[Dataset excerpts]
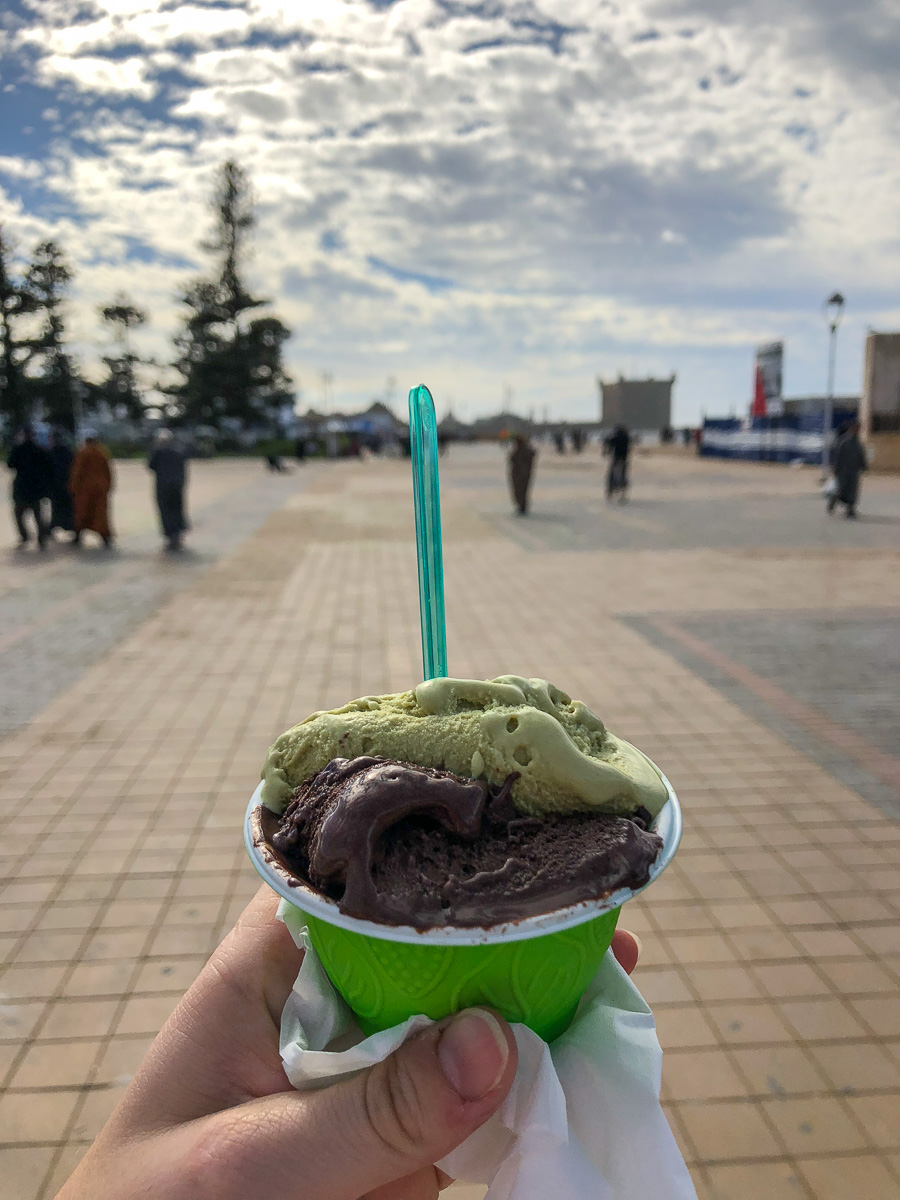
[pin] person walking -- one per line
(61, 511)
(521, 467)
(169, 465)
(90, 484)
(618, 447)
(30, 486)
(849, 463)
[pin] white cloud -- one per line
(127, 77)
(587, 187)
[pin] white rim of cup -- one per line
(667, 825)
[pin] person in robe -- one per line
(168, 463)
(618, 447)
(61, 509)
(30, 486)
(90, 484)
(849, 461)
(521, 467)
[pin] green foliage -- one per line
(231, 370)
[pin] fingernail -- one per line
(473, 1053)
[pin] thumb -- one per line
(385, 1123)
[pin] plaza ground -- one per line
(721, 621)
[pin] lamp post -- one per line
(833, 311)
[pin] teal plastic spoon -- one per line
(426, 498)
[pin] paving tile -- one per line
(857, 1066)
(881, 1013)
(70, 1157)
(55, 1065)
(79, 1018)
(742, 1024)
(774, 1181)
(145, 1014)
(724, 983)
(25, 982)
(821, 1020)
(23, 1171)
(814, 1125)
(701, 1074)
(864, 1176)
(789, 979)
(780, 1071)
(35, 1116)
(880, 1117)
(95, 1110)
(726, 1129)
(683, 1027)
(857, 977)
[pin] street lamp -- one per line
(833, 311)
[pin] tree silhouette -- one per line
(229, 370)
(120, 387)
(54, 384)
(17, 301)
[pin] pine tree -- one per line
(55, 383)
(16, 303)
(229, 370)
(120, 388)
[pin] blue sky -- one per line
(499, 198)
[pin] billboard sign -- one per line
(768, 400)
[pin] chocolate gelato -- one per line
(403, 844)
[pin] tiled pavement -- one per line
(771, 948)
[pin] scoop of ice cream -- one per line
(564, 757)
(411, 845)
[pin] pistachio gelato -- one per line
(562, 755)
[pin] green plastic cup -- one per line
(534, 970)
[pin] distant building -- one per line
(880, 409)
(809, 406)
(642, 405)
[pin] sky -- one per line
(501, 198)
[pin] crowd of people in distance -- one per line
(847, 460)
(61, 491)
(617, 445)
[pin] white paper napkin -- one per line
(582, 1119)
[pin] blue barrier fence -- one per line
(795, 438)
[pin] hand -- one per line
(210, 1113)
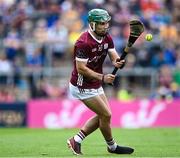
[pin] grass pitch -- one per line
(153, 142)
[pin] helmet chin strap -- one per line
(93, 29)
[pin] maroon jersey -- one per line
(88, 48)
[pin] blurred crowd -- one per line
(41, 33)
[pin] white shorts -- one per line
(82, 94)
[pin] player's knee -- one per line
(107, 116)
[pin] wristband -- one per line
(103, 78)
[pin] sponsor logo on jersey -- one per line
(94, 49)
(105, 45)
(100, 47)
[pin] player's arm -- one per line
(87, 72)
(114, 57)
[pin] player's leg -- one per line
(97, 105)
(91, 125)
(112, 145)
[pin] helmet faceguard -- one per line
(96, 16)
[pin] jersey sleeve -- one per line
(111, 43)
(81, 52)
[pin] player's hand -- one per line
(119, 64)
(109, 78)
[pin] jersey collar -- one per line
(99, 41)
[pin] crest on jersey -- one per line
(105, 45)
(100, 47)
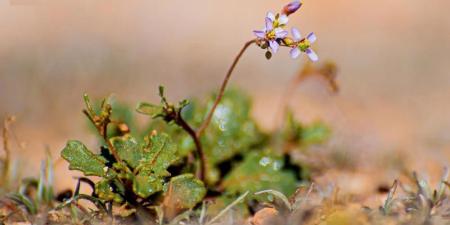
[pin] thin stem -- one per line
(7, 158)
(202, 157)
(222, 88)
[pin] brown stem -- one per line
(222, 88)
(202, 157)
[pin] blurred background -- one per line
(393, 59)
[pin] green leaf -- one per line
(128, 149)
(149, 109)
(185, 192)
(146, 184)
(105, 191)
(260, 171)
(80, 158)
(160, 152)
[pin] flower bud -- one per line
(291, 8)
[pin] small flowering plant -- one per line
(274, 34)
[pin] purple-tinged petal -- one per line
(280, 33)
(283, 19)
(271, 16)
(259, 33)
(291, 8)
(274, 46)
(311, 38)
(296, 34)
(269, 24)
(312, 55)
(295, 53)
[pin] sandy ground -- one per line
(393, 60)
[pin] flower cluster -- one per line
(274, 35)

---

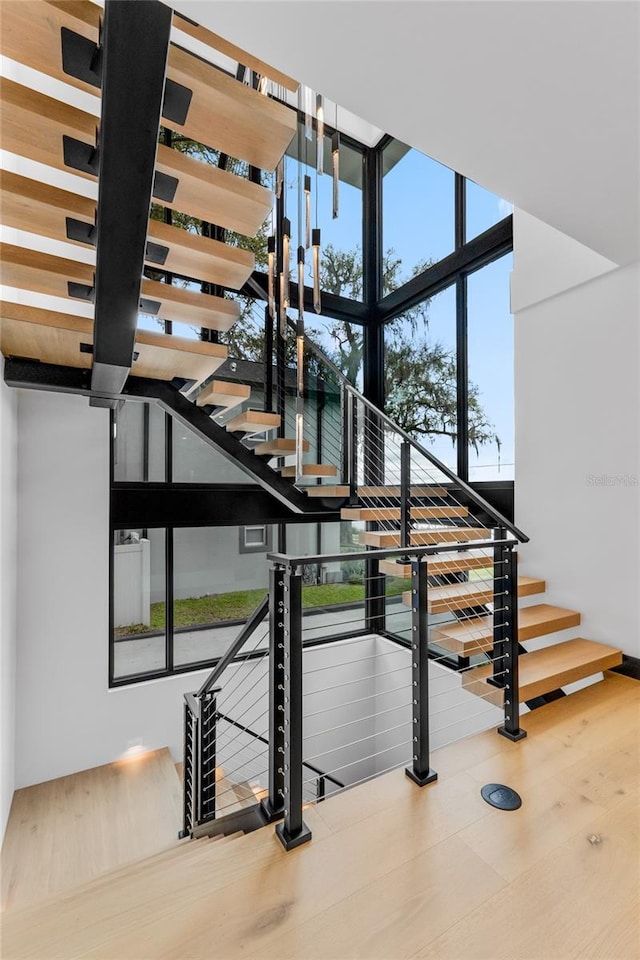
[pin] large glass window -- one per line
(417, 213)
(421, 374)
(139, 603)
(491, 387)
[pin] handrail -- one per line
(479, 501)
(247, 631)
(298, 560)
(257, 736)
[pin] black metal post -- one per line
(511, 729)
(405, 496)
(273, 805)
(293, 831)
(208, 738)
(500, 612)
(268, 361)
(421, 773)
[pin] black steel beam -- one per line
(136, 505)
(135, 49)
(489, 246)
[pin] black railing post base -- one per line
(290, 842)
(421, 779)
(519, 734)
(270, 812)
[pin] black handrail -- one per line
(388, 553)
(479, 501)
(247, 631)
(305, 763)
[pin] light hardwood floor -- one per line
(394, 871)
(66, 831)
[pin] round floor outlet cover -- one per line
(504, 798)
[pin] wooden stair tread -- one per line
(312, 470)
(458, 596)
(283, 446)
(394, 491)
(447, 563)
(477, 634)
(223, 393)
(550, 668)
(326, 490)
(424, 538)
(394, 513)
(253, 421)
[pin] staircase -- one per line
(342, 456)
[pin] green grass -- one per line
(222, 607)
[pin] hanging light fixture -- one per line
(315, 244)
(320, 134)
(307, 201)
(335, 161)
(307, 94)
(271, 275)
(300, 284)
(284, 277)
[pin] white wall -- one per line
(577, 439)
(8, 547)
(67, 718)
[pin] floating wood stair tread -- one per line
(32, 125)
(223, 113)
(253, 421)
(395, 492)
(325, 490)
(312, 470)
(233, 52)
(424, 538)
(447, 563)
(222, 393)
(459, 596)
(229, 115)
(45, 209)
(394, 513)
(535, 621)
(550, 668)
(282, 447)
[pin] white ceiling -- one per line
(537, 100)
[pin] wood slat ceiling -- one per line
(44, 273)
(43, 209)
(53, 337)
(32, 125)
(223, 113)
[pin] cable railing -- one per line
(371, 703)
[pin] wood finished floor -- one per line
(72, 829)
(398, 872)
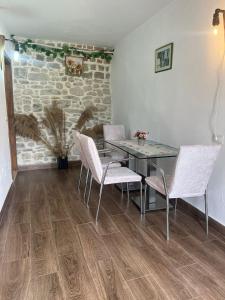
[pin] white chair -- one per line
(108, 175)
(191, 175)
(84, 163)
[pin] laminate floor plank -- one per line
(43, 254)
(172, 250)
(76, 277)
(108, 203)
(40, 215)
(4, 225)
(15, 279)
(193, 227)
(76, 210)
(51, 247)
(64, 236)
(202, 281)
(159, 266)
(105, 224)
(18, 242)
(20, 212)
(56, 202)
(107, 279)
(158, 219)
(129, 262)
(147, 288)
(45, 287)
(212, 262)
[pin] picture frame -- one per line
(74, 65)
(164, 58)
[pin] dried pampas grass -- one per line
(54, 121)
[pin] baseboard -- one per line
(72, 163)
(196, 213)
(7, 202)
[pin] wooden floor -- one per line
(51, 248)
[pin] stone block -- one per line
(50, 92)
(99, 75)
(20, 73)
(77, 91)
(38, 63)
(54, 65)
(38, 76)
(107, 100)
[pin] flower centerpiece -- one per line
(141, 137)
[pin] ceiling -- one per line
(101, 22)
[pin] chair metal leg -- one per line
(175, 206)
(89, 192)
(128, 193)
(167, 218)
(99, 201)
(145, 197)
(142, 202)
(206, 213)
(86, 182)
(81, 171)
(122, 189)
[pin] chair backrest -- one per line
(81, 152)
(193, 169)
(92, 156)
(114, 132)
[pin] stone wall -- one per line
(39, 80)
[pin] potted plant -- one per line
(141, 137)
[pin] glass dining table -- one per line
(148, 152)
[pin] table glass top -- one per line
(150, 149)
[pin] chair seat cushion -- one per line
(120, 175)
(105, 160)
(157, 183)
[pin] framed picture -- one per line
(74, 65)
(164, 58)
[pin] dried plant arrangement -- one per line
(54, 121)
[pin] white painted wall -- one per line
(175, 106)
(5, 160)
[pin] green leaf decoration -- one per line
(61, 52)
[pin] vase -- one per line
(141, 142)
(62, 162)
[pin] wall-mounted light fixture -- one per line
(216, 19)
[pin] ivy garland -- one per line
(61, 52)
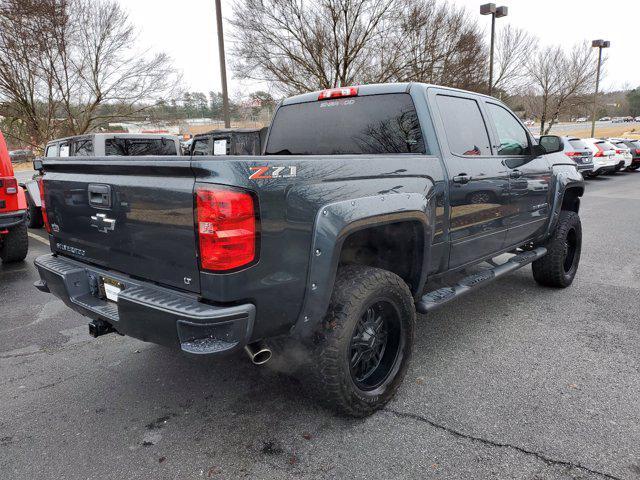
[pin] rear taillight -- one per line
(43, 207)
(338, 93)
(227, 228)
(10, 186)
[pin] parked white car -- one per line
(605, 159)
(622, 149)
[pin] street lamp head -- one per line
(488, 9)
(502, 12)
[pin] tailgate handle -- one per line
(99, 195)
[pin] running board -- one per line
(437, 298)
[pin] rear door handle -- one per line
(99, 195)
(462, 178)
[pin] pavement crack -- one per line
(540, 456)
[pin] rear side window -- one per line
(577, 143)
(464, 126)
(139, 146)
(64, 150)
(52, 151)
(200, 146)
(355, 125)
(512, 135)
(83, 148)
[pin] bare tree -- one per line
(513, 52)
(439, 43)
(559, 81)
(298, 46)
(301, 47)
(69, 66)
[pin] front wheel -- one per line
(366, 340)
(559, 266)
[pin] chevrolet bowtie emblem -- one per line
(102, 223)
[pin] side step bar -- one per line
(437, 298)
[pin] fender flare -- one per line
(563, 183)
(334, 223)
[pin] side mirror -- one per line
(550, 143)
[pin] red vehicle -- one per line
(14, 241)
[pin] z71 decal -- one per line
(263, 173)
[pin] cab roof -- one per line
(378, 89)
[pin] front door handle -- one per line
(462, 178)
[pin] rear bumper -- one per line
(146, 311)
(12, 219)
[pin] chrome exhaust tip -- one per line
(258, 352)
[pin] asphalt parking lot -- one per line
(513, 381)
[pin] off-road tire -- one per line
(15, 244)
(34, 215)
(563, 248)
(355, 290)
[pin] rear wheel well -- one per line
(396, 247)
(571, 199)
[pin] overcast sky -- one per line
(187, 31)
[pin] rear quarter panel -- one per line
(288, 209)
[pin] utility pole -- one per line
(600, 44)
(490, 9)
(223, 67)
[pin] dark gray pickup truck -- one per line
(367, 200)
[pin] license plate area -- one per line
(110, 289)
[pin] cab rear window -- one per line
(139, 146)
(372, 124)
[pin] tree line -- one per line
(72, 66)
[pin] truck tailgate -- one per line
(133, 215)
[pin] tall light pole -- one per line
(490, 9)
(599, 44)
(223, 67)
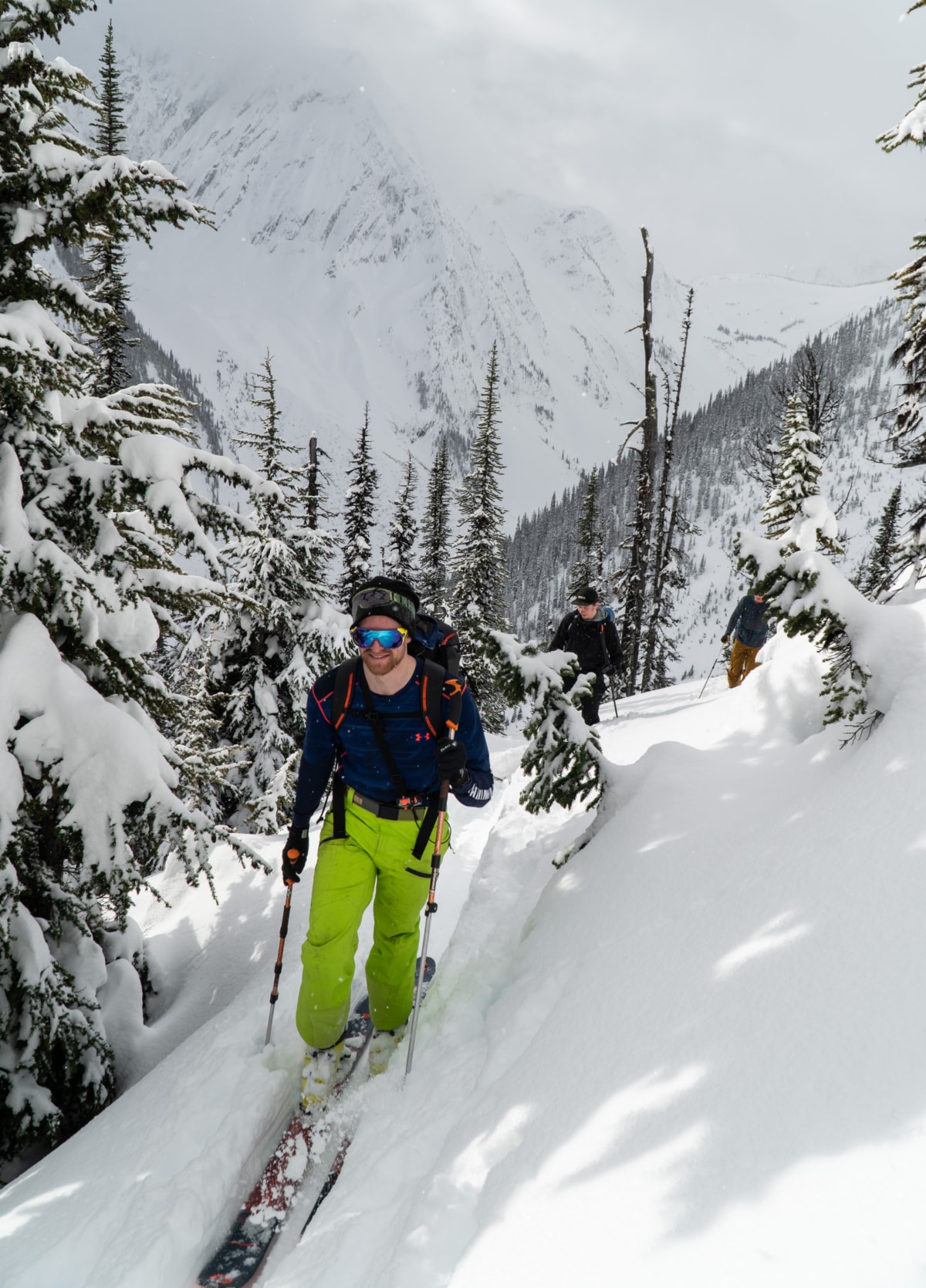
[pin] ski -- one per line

- **Requirement**
If a picture sits between the line containing "[pin] utility pole -- one per line" and the line containing "[pin] ski -- one per line", leave it out, and return the lines of that range above exactly, both ends included.

- **Reply**
[pin] utility pole -- one per line
(600, 44)
(490, 9)
(223, 67)
[pin] dark gray pickup truck -- one per line
(367, 200)
[pin] license plate area -- one per line
(110, 289)
[pin] cab rear window -- one per line
(139, 146)
(372, 124)
[pin] tree line -- one per line
(72, 66)
[pin] truck tailgate -- one per line
(133, 215)
[pin] tall light pole -- one per line
(490, 9)
(599, 44)
(223, 67)
[pin] ski -- one per line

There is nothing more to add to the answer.